Goal - Print, exactly as given, each line of the data from the line containing "Task: Expected behaviour is that every instance of the crack" up to and including its last line.

Data supplied -
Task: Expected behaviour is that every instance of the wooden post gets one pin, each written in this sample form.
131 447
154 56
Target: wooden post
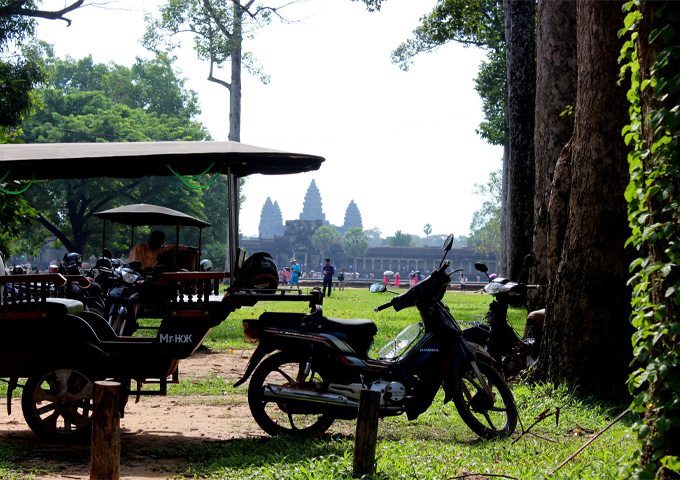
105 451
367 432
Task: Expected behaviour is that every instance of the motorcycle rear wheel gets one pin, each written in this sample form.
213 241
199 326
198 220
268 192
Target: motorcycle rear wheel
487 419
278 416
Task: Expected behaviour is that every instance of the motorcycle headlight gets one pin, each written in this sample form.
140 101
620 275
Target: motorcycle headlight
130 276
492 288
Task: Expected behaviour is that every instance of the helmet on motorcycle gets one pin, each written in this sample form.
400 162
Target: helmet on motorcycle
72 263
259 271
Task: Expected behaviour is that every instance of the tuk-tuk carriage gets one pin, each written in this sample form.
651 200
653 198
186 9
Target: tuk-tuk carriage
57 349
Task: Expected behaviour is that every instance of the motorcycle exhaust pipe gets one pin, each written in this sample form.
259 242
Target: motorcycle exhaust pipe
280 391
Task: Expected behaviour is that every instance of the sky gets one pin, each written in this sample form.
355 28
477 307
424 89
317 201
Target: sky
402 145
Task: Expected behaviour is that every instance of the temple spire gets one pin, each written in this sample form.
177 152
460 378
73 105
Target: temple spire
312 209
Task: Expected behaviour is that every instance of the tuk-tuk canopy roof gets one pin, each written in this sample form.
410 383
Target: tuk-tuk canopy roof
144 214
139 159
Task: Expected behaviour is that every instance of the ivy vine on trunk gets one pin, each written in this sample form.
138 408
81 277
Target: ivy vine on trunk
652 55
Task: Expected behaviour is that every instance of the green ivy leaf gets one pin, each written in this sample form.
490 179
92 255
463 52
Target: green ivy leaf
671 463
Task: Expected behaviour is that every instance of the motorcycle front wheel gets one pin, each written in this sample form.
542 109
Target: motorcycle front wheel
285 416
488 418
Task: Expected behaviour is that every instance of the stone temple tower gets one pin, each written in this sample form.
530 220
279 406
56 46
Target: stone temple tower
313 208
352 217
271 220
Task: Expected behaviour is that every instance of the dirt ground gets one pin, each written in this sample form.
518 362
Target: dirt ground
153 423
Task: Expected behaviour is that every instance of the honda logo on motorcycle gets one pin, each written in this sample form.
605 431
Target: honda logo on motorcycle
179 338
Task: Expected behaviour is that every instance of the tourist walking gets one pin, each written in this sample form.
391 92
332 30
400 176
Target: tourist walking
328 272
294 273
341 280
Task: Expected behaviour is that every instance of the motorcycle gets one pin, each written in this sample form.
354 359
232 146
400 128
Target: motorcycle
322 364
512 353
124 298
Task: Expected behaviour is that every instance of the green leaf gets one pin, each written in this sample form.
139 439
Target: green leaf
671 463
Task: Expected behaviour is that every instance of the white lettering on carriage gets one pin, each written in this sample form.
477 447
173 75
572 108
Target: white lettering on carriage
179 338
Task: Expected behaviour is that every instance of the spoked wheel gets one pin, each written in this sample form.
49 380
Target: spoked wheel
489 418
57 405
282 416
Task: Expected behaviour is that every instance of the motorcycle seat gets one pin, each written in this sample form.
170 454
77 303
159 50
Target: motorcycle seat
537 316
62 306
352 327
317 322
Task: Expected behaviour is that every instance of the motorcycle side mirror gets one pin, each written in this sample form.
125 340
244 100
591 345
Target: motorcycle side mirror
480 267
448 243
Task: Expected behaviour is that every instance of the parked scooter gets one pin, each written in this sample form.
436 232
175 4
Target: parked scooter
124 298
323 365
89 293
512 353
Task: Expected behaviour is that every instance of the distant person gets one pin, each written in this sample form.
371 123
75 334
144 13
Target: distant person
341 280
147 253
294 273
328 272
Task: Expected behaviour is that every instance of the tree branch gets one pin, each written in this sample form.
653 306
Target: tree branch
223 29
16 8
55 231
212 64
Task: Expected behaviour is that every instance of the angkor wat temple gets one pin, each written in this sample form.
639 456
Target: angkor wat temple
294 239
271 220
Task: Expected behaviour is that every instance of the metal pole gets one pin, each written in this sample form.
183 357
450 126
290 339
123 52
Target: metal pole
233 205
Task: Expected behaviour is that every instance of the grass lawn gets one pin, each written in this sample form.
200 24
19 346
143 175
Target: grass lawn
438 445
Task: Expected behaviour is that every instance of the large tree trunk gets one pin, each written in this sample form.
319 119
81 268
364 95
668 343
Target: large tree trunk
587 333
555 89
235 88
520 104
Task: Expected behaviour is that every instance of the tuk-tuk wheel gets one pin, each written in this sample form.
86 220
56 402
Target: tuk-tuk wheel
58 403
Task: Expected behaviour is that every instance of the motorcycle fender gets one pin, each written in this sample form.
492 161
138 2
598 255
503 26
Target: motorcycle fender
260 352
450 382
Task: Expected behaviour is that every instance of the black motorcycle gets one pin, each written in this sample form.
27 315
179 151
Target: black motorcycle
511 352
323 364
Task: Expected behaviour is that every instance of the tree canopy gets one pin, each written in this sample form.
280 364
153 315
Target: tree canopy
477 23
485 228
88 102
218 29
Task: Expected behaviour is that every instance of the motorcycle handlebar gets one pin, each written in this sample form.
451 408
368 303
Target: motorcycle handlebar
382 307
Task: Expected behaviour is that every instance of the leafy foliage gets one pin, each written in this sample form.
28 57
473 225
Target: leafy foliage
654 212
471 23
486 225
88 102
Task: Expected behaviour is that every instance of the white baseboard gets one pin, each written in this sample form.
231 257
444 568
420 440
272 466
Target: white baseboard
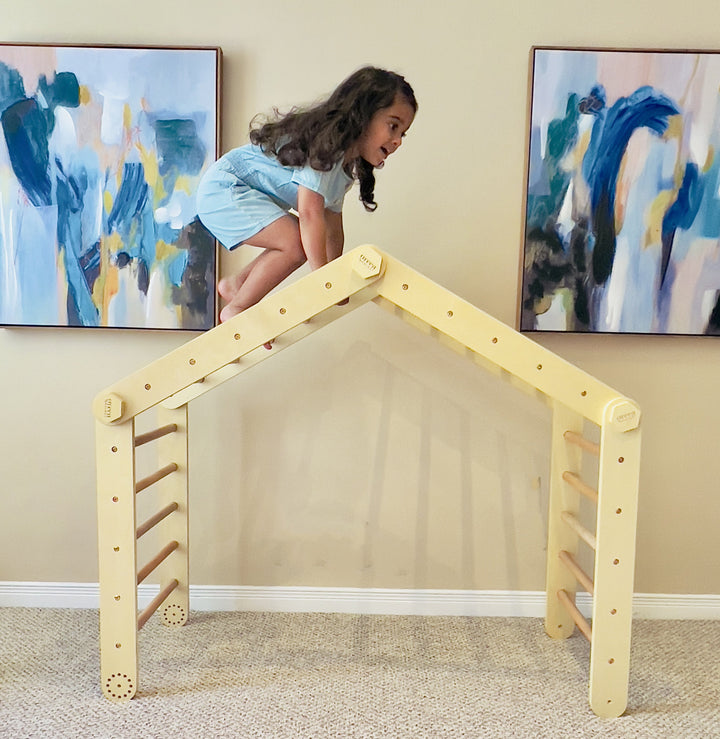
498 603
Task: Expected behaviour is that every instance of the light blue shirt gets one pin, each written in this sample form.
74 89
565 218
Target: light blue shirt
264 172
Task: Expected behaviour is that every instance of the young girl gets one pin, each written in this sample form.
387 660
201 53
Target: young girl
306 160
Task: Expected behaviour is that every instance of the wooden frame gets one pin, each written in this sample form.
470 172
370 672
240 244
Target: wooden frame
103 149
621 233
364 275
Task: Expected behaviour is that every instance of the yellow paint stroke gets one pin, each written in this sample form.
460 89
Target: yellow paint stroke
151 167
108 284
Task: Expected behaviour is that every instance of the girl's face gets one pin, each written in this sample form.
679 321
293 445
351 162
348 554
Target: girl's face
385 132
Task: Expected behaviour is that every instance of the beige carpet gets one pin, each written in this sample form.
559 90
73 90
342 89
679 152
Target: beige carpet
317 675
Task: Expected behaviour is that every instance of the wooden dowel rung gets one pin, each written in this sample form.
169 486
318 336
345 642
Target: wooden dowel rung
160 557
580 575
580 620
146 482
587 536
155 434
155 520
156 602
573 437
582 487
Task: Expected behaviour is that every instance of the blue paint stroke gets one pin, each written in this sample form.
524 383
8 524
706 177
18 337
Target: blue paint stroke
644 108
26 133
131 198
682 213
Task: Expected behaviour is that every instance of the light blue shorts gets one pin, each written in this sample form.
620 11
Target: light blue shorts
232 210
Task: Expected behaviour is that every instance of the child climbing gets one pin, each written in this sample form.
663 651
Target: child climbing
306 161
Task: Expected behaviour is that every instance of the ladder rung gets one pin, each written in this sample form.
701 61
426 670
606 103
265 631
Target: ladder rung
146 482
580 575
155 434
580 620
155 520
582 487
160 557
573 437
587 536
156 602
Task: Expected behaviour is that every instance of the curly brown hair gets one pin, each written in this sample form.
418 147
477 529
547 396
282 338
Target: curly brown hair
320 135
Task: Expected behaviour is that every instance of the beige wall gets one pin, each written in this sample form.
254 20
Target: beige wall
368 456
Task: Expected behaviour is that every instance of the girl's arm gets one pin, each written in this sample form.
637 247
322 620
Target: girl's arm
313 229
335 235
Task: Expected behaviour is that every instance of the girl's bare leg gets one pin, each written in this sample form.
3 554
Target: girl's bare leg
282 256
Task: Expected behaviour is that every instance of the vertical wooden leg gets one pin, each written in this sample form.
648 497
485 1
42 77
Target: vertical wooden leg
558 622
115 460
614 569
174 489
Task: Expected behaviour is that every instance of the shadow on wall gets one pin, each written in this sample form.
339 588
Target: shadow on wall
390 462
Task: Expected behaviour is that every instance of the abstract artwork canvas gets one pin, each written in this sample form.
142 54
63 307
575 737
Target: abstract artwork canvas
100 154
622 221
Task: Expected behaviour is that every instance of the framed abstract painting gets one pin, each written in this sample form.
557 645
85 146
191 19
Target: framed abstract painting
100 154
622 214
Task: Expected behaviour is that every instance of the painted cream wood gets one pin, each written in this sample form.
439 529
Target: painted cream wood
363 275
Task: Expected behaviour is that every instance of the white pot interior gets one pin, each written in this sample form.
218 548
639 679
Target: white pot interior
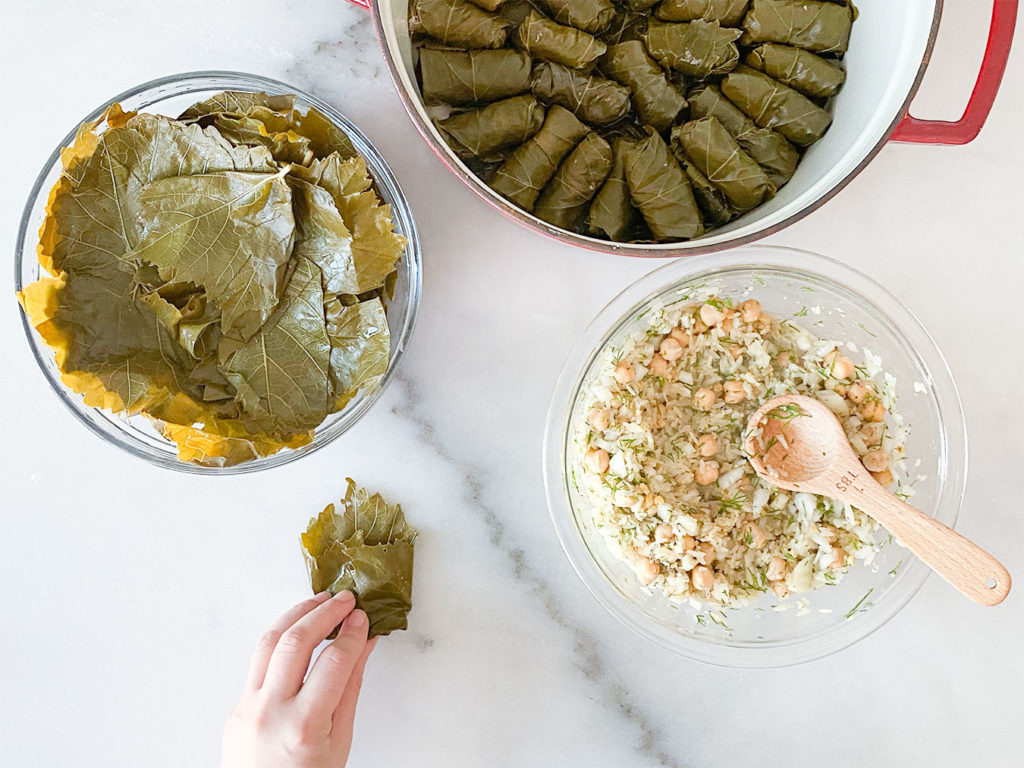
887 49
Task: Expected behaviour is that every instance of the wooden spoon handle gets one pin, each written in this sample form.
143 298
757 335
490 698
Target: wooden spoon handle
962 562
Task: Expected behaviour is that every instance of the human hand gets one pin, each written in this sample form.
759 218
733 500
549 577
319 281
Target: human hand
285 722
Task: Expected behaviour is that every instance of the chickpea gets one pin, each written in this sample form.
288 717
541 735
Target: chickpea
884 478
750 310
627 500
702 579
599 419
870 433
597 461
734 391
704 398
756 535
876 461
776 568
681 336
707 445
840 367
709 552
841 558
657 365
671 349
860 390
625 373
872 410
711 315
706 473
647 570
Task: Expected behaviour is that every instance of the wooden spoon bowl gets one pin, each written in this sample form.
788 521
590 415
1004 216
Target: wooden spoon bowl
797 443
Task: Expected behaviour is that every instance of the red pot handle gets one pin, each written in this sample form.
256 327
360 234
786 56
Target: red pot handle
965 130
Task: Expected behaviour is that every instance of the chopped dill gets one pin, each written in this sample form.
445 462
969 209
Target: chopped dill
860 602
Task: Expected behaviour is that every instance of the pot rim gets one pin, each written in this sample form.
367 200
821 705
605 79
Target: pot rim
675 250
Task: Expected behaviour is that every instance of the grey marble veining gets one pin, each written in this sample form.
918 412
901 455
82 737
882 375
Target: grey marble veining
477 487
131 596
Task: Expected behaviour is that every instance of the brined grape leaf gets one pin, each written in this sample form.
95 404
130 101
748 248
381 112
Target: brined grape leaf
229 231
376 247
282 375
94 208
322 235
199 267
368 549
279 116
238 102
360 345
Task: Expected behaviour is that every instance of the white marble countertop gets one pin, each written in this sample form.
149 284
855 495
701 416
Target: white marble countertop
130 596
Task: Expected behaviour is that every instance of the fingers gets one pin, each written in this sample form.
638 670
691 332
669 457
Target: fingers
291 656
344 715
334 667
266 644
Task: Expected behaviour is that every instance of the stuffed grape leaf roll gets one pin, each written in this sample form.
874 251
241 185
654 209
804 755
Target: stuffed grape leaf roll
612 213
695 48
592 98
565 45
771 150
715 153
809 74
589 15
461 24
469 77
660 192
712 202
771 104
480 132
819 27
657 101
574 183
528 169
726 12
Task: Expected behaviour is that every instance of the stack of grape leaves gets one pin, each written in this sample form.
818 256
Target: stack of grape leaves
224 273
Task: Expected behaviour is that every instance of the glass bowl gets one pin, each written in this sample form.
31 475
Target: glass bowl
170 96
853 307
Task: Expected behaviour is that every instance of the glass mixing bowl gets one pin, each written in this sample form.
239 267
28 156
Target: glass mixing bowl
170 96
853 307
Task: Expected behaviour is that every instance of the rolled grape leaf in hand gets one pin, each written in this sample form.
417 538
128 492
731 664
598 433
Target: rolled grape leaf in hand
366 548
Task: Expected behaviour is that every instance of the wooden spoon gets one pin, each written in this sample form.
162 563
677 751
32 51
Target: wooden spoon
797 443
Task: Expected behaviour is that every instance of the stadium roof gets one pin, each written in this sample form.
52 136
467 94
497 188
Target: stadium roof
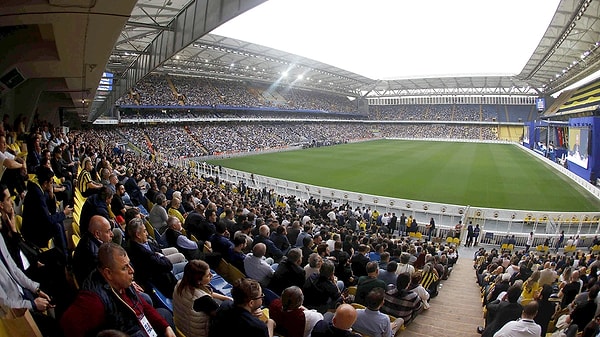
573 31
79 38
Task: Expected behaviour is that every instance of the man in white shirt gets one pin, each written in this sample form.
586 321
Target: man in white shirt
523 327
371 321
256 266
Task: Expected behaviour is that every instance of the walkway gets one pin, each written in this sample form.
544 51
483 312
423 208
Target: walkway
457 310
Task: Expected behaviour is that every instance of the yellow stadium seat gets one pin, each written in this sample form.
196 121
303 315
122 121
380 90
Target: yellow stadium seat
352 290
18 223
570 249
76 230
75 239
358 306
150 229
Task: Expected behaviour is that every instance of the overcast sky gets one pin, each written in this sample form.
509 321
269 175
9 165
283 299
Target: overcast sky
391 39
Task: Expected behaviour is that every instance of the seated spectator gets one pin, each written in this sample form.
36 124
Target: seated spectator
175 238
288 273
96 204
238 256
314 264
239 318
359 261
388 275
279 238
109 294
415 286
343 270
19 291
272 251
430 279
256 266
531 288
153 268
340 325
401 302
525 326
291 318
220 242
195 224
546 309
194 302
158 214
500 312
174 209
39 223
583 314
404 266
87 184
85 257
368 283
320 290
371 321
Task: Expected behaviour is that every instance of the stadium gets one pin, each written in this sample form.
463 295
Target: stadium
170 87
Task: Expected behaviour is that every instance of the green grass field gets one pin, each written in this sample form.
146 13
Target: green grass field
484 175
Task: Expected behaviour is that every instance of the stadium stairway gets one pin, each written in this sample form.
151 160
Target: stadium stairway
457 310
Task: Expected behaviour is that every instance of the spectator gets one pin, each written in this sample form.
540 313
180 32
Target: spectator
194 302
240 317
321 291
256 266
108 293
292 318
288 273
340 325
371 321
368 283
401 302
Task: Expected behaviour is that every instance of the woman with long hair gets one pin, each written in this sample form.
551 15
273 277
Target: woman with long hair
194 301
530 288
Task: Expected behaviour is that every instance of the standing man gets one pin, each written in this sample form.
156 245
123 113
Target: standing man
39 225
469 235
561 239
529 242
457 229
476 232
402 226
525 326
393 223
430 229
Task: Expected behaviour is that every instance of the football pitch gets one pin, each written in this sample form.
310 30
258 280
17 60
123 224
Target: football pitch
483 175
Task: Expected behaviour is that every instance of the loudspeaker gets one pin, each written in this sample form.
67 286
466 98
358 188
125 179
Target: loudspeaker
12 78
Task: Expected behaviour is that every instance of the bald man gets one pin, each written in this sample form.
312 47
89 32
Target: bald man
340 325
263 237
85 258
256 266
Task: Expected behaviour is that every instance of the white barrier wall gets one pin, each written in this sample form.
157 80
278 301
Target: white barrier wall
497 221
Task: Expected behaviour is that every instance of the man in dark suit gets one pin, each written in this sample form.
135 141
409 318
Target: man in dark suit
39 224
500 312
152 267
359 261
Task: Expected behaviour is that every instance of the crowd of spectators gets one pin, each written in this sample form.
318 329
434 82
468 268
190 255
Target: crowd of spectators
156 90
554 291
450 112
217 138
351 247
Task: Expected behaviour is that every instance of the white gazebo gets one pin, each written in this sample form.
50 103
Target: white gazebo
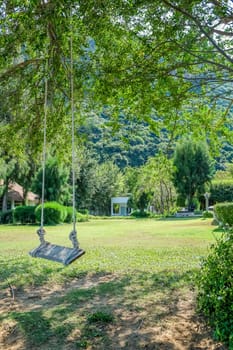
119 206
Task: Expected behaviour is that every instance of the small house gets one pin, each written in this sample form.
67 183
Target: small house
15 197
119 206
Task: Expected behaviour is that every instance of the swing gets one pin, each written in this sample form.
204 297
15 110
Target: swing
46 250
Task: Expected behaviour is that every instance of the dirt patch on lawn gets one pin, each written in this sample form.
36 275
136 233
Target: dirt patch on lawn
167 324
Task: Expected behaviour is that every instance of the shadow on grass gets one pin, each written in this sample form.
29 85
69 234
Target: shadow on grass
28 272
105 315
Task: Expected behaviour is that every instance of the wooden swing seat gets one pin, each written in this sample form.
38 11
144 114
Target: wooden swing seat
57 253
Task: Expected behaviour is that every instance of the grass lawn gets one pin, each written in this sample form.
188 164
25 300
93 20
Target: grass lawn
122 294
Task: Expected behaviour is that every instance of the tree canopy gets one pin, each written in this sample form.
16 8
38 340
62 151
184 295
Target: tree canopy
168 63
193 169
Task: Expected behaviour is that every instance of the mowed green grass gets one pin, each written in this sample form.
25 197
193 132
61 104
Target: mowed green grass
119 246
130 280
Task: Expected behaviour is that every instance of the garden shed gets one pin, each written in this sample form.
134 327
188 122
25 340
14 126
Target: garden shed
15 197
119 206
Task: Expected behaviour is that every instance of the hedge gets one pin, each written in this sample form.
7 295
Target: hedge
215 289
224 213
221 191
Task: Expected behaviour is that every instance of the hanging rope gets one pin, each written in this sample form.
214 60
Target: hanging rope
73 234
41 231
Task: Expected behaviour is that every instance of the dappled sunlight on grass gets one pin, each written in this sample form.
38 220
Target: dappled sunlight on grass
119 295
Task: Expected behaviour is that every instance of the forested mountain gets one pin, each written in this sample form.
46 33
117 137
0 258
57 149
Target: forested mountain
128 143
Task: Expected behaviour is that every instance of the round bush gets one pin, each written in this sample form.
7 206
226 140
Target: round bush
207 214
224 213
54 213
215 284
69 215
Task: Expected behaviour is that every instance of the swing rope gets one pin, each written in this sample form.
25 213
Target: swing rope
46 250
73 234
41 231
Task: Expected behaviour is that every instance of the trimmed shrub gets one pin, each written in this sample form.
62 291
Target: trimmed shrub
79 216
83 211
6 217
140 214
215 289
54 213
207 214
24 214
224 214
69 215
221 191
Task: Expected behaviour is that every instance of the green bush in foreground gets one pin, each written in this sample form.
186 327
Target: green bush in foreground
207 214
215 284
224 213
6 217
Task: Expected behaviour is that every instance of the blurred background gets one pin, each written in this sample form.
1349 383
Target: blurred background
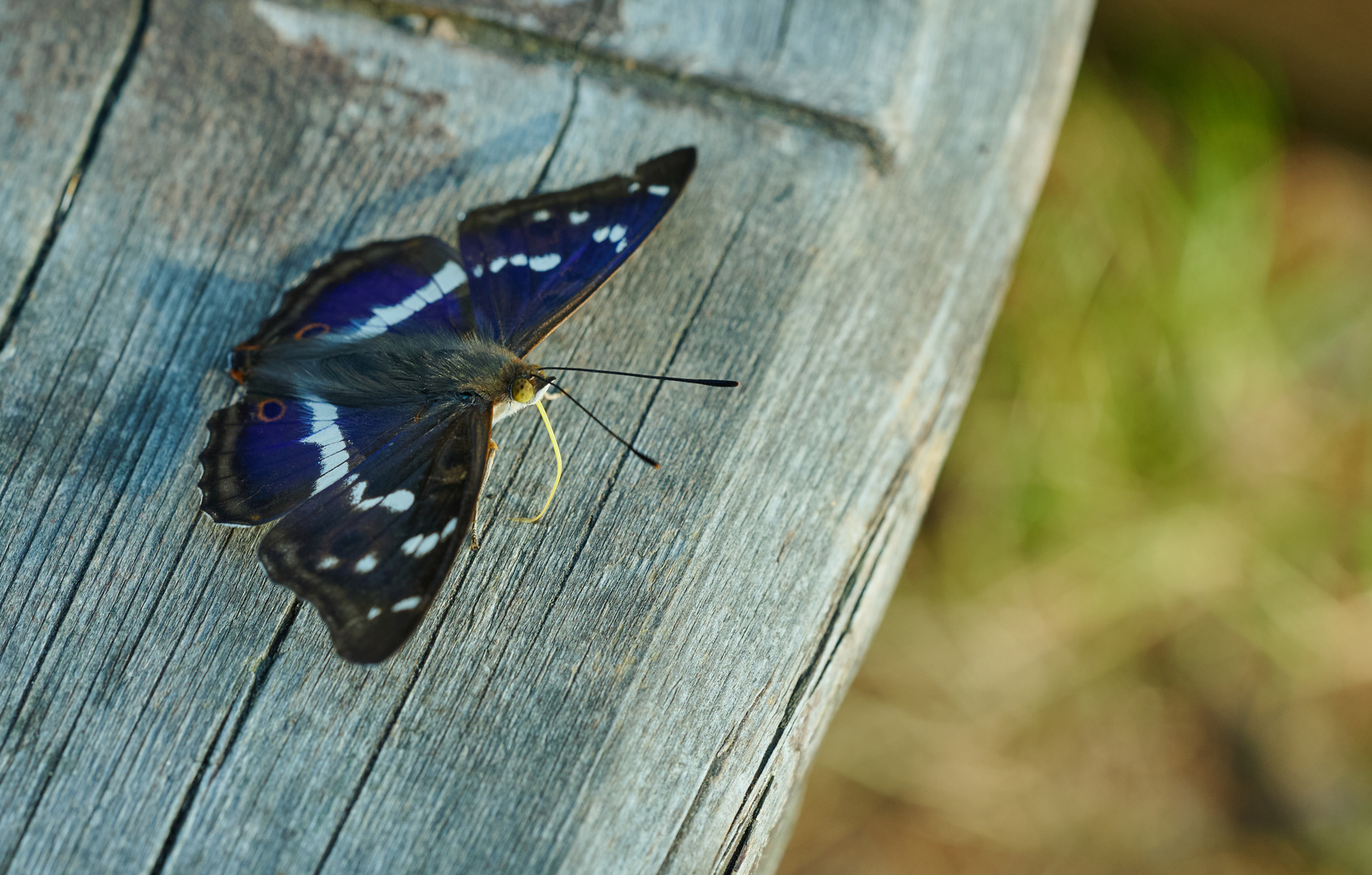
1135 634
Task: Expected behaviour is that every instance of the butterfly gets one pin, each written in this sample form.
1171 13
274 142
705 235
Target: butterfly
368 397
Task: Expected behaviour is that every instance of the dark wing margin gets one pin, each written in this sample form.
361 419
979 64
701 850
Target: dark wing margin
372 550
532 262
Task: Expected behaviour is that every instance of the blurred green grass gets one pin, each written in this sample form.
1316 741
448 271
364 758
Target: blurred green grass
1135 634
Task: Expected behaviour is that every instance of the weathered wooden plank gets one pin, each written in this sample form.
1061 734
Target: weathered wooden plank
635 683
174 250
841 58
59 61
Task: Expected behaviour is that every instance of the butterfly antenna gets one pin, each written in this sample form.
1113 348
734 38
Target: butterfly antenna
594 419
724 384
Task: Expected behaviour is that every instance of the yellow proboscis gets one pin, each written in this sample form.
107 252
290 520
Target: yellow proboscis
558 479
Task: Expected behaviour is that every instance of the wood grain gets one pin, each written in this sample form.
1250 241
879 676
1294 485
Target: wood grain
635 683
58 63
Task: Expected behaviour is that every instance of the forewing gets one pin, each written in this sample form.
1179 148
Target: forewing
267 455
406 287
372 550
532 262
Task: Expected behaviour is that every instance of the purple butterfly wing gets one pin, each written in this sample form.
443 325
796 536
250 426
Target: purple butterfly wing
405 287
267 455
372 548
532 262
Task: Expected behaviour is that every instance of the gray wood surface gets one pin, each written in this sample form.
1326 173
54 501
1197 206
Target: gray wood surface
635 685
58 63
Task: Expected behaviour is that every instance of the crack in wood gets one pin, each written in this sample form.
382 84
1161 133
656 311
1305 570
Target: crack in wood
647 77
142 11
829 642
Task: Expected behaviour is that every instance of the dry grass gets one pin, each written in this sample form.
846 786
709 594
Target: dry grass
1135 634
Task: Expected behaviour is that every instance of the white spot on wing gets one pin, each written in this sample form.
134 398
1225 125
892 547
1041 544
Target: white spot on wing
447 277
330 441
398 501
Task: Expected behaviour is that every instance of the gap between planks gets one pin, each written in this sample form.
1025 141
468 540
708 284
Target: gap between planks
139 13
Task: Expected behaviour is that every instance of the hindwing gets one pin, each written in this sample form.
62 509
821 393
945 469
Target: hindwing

In response -
Task: Expected behaviour is that every instance of the crack in wood gets one pin, each written in this sample form.
382 84
1161 133
656 311
1305 570
Target: crack in wood
647 77
142 11
829 642
Task: Expected behaviour is that every instance of the dry grass gets one pin, each written in this sample form.
846 786
709 594
Target: dry grass
1135 634
Task: Expected behaviour is that every instance of the white spot on wing gets one pin, each written in this sample form.
134 398
1225 125
892 547
1041 544
Target: white spot on wing
447 277
330 441
398 501
Task: Expected behaviour is that every instance of the gap between planks gets one pin, each written in this sample form.
1025 141
468 540
708 284
Target: gap between planks
139 13
Task: Expected behaviour is that every instance of the hindwing gets one pin, each written in this sample form.
62 509
821 393
945 469
Target: hindwing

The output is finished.